===== Information shown =====

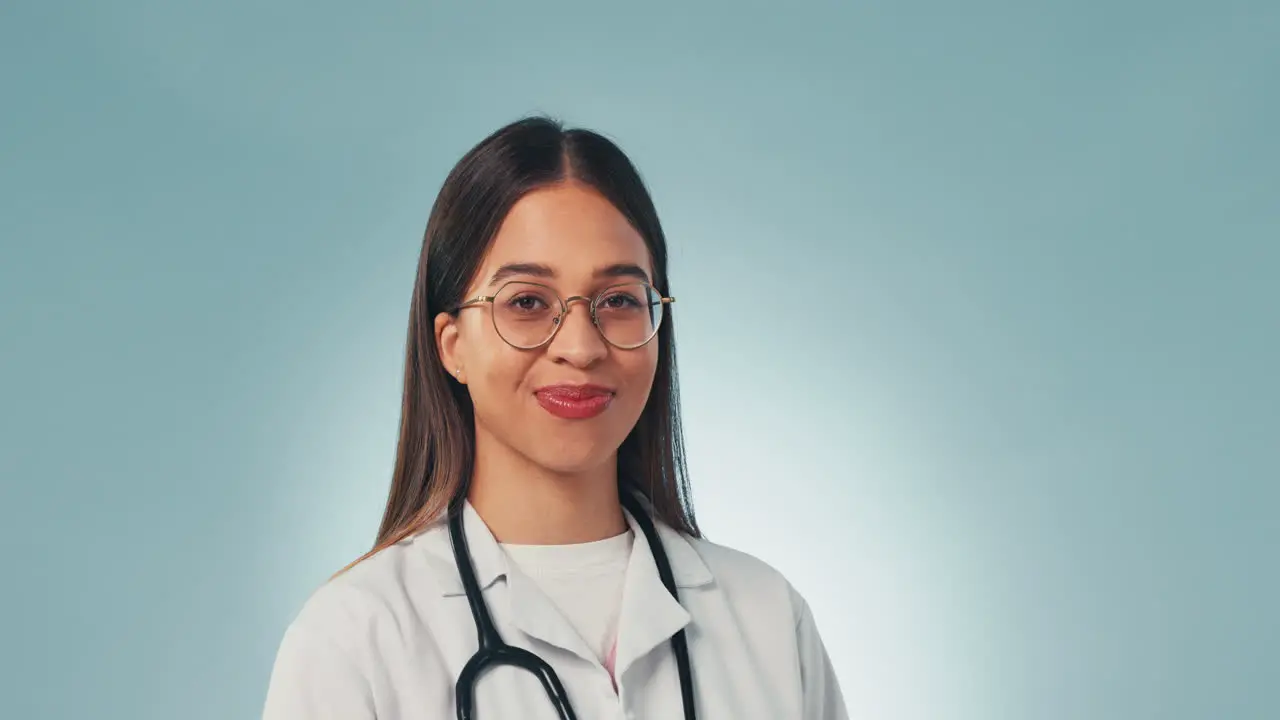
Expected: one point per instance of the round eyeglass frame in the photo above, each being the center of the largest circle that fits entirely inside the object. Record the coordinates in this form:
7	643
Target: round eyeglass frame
565	302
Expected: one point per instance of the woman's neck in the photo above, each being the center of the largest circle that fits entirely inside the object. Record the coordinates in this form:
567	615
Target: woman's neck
524	504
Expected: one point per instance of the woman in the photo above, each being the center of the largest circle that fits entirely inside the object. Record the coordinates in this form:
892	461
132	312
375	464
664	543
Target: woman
539	434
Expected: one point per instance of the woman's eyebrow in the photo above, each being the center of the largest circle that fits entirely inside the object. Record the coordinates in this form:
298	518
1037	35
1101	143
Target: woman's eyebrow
539	270
622	270
512	269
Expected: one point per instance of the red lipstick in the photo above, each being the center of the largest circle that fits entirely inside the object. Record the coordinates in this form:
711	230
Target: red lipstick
574	402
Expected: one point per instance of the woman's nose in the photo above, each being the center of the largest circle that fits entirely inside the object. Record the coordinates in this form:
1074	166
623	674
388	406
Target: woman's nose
577	341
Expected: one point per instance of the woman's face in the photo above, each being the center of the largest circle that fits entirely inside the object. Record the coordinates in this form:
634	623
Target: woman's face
567	405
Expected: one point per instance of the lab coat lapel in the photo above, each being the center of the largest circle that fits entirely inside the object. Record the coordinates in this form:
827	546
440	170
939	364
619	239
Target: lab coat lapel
526	606
650	615
538	616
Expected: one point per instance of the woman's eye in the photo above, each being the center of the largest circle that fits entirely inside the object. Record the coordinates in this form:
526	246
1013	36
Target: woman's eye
620	301
526	302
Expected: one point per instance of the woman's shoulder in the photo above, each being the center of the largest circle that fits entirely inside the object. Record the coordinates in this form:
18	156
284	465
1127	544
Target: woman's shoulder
378	589
746	577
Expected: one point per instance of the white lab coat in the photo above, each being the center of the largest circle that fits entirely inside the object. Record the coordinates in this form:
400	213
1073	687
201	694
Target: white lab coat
388	638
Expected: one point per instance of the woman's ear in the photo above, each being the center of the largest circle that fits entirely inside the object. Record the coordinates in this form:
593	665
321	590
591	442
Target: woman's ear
447	345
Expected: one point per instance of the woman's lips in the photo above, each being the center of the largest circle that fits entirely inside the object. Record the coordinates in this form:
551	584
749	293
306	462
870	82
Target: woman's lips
574	402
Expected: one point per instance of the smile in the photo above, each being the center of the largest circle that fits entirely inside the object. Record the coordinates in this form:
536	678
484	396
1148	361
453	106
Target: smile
574	402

=====

Stated exercise
Please copy the items above, from the line containing "Expected: one point per instance of the white" through the end of the items, reproducing each line without any change.

The reply
Expected: one point per instance of the white lab coat in the photo above, each being the center of the largest circle that fits entirely inside the object. Record the coordinates in this form:
400	213
1073	687
201	694
Target: white lab coat
388	638
Expected: one point per instance of the woman's ear in the photo above, each being the center of the largest circle that fits entirely inside the object. Record the coordinates in this form:
593	665
321	590
591	442
Target: woman's ear
447	345
Expected: one point per instance of the woman's lips in the photo above, each being the center of the largest circle that fits entirely inside the object. Record the coordinates in this form:
551	584
749	293
306	462
870	82
Target: woman's lips
574	402
Expected: one point per instance of the smile in the photo above, each being the center of the largest circle that fits entirely inside the object. Record the coordinates in this form:
536	678
484	396
1148	361
453	106
Target: smile
574	402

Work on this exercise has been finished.